### [Data for processing]
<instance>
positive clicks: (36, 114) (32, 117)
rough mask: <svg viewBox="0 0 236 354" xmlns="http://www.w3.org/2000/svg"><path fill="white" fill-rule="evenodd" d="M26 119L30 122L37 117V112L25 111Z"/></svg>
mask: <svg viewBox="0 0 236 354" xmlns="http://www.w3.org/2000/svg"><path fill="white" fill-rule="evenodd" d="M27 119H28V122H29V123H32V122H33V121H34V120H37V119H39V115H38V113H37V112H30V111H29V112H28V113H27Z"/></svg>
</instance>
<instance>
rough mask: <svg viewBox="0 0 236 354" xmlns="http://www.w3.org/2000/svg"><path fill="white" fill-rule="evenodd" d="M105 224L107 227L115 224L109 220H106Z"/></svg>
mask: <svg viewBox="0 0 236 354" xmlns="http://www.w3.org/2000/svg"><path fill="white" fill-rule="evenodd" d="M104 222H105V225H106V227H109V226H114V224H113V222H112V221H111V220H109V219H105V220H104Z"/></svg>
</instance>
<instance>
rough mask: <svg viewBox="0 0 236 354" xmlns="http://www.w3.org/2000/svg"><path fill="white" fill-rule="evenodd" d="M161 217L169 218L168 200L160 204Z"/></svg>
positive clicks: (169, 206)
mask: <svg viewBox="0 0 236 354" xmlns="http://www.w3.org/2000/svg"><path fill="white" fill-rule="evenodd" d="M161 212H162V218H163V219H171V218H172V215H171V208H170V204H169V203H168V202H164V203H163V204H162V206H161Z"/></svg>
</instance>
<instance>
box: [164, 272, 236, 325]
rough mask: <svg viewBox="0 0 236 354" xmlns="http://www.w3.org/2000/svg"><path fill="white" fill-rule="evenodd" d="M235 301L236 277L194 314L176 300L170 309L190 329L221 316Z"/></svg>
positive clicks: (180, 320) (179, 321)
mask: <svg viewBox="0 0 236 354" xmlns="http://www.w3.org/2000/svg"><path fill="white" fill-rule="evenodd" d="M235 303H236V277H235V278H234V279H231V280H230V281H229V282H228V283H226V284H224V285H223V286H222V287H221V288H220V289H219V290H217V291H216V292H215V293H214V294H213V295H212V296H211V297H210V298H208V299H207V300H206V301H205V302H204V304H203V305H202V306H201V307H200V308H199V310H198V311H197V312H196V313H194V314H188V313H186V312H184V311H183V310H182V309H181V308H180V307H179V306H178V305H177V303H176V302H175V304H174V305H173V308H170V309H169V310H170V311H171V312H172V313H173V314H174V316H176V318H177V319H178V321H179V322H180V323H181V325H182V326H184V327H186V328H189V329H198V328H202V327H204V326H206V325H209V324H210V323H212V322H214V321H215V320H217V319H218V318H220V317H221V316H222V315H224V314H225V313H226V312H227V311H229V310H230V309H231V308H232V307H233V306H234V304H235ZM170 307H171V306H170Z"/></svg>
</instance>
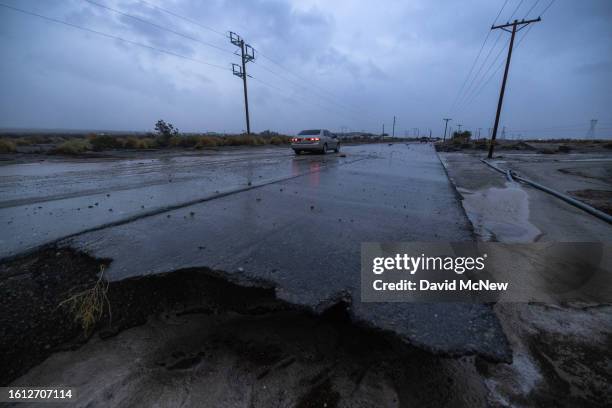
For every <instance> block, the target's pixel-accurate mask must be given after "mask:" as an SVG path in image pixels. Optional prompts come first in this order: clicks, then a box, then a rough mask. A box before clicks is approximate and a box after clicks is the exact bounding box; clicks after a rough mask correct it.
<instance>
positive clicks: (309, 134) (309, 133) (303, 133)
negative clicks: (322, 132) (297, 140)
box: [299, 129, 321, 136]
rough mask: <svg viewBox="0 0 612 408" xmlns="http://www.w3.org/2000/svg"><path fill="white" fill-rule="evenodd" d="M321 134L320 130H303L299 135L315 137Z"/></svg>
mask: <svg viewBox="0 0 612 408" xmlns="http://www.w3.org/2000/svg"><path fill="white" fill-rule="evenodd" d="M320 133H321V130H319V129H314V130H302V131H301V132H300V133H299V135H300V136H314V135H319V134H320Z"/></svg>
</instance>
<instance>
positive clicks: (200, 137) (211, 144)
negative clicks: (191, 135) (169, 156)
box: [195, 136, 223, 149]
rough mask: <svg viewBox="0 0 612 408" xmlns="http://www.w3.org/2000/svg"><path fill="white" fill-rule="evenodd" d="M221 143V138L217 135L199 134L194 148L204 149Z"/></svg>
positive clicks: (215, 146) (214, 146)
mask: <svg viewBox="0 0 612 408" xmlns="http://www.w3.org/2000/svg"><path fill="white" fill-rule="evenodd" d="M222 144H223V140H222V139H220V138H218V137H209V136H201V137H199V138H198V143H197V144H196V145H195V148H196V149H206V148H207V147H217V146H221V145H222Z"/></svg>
---
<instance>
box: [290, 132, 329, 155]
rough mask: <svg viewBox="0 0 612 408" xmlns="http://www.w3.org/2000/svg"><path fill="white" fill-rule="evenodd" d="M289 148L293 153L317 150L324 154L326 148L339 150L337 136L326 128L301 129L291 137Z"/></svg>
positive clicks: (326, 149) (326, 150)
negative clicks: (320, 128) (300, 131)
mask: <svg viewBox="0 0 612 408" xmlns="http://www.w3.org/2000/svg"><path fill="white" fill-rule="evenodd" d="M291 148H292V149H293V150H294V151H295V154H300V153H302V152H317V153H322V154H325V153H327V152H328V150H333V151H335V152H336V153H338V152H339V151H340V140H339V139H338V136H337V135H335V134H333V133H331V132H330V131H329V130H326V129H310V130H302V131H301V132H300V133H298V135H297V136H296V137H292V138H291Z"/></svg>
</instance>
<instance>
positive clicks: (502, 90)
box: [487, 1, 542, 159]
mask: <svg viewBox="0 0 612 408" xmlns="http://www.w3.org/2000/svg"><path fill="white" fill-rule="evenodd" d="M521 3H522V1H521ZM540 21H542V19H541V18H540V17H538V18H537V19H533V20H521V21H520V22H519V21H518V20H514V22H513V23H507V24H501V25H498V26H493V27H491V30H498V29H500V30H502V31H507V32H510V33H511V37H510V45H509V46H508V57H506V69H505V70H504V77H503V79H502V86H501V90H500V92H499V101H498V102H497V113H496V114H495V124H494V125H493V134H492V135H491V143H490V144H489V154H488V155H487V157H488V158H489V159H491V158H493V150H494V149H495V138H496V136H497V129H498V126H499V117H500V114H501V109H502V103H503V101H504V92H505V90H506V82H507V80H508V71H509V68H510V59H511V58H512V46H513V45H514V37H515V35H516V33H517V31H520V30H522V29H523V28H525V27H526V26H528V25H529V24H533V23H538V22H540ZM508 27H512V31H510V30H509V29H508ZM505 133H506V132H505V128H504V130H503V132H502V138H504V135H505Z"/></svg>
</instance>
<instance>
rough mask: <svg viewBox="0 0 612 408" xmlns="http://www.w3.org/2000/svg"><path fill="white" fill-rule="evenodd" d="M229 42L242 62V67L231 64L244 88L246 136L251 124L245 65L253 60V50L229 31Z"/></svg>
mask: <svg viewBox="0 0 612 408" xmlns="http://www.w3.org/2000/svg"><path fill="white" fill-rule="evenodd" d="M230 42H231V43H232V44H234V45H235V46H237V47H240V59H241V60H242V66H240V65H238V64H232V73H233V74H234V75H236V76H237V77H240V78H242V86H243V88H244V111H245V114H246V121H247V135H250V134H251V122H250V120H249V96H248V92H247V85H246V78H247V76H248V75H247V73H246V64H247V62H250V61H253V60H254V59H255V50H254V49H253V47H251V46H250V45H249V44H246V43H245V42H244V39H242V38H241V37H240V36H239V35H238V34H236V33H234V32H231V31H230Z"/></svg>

### [Task to complete]
Find each line in the rows above that contains the word "negative", and copy those lines out.

### [Task answer]
negative clicks: (322, 132) (297, 140)
negative clicks: (191, 135) (169, 156)
negative clicks: (320, 128) (300, 131)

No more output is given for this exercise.